• **TREŚĆ ZADANIA**
Przepisz bez żadnych zmian wiersze poniższych danych od wiersza zawierającego „Tag each instance of the coffee” do ostatniego wiersza danych włącznie.

____

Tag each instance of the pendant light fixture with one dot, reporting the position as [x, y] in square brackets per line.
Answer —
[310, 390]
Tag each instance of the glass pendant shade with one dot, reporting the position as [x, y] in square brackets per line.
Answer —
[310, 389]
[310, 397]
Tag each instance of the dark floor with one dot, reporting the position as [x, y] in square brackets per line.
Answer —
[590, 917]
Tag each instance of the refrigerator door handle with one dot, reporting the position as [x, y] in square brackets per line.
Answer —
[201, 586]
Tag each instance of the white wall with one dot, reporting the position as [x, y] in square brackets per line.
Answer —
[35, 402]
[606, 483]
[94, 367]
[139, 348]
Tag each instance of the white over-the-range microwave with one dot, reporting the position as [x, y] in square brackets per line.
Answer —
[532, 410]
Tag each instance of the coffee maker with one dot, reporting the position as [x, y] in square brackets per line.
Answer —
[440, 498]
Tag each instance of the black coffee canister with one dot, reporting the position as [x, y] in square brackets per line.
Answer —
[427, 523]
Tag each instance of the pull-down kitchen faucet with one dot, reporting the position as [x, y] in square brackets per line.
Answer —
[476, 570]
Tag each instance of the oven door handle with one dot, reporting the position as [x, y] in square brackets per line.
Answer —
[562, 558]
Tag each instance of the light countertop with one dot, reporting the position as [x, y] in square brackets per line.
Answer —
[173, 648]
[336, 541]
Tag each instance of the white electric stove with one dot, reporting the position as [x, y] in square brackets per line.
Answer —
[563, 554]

____

• **ODPOWIEDŹ**
Tag each instance of the coffee maker with one dot, reporting the position as [x, y] in square brackets per line.
Answer —
[440, 498]
Tag each instance of the black coffee canister with one dot, reporting the position as [x, y] in square brackets per line.
Answer —
[427, 523]
Tag each instance of the pull-down kitchen faucet with one dot, reporting the position as [x, y] in square brackets per line.
Answer —
[476, 570]
Tag each instance of the oven door handle with one dot, reporting the position as [x, y] in square brackets per line.
Answer —
[562, 558]
Tag each instance of the light countertop with one dot, reporting the position as [x, y] in square brackets per line.
Answer —
[173, 648]
[336, 541]
Tag each instance of the white electric stove with one dot, reporting the position as [x, y] in square brackets per line.
Answer —
[563, 554]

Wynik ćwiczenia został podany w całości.